Excerpted text:
Figure 9: Visualization of SUSY data set using PCA, centroid-encoder and supervised UMAP. We built the models on the training set, and then project the test samples using the trained models. We display a subset of the test set (5,000 samples selected randomly from each class) using the three models. The k-NN classiﬁcation accuracy is shown in panel (d).

5. Discussion and Analysis of Results

The experimental results in Section 4.3 establish that centroid-encoder performs competitively, i.e., it is the best, or near the best, on a diverse set of data sets. The algorithms that produce similar classiﬁcation rates require the computation of distance matrices and are hence more expensive than centroid-encoders. Here we analyze the CE algorithm in more detail to discover why this improved performance is perhaps not surprising. This has to do, at least in part, with the fact that centroid-encoder, implementing a nonlinear mapping, is actually able to capture more variance than PCA, and this is particularly important in lower dimensions.

Task objective:
In the centroid-encoder excerpt, what makes the algorithms with similar classification rates more expensive than centroid-encoders? The items that come next are separate material with no connection to the text above.

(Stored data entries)
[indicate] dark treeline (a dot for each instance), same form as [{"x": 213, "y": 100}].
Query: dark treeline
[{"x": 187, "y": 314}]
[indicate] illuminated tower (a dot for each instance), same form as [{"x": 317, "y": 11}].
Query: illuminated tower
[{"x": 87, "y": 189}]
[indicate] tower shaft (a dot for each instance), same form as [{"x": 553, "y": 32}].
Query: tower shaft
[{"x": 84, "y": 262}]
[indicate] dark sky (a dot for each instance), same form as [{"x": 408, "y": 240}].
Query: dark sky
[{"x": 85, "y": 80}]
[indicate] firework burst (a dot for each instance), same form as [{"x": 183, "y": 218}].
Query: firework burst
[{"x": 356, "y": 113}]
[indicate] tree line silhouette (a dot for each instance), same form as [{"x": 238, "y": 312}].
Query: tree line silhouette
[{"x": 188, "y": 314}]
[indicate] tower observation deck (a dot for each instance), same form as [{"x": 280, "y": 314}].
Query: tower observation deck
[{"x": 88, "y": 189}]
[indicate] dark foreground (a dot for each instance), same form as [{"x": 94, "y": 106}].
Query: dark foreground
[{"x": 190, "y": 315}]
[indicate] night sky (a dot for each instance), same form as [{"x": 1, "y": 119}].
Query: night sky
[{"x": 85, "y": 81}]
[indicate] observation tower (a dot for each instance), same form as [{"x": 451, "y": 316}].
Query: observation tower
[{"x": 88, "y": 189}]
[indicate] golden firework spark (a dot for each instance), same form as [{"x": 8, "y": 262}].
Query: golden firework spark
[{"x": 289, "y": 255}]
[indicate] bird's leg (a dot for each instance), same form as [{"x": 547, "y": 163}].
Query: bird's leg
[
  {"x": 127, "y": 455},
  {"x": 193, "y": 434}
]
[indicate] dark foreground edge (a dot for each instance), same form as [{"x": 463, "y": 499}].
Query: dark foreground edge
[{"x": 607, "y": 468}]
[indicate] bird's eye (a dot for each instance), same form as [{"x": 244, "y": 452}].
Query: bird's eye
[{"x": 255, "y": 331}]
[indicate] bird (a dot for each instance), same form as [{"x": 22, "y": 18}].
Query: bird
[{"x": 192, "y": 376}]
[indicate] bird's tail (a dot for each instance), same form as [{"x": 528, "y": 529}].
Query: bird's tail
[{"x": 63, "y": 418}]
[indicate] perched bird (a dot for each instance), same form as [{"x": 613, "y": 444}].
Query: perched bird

Exercise answer:
They require the computation of distance matrices.